- Exercise goal -
Which lines in the items below contain the word "grass"? Gather every such line, counting only matches with the same capitalization.

------------------------------

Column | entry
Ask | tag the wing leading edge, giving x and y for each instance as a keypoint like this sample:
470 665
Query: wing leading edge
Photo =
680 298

------------------------------

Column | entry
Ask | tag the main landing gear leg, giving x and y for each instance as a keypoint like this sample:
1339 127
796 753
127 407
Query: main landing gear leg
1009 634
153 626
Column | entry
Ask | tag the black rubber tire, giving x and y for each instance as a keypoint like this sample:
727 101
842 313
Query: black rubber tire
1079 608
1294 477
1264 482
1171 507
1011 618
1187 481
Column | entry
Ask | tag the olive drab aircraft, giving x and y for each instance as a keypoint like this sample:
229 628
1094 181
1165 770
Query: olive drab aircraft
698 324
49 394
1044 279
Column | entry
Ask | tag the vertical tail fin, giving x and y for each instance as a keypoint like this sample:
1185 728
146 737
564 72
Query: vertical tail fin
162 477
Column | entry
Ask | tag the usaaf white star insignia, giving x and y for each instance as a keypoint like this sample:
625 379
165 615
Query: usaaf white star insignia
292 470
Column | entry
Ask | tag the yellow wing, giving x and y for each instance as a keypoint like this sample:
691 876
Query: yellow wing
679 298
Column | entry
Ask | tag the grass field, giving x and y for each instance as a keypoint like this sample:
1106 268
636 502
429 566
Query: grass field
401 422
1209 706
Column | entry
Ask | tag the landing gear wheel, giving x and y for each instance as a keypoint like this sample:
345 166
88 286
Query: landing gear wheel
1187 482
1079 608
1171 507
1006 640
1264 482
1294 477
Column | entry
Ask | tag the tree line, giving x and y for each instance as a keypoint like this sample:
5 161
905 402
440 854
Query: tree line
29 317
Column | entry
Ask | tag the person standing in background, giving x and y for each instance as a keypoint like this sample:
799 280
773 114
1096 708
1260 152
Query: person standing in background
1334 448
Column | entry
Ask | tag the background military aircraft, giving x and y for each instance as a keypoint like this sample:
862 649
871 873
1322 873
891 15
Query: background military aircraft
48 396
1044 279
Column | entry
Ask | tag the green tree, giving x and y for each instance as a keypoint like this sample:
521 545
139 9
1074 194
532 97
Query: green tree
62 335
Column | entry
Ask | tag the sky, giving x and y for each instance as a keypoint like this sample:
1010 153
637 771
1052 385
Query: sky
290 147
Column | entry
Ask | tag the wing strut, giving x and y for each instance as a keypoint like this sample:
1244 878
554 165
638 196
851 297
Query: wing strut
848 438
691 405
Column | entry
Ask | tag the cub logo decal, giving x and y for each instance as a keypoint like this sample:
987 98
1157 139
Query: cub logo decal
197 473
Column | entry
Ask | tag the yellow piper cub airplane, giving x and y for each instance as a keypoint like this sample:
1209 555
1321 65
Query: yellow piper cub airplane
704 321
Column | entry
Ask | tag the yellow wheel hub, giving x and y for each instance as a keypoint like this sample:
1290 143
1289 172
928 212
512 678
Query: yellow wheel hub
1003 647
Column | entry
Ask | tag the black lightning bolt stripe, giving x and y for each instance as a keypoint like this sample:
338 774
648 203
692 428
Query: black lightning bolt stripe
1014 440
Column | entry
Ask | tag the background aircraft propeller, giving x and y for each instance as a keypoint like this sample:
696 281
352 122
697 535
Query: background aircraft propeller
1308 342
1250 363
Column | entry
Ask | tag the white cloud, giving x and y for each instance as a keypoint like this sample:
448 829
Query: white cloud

------------------------------

- Worked solution -
Ask | tag the grass field, giving x and y for each instance as a keypoint like this sample:
Query: grass field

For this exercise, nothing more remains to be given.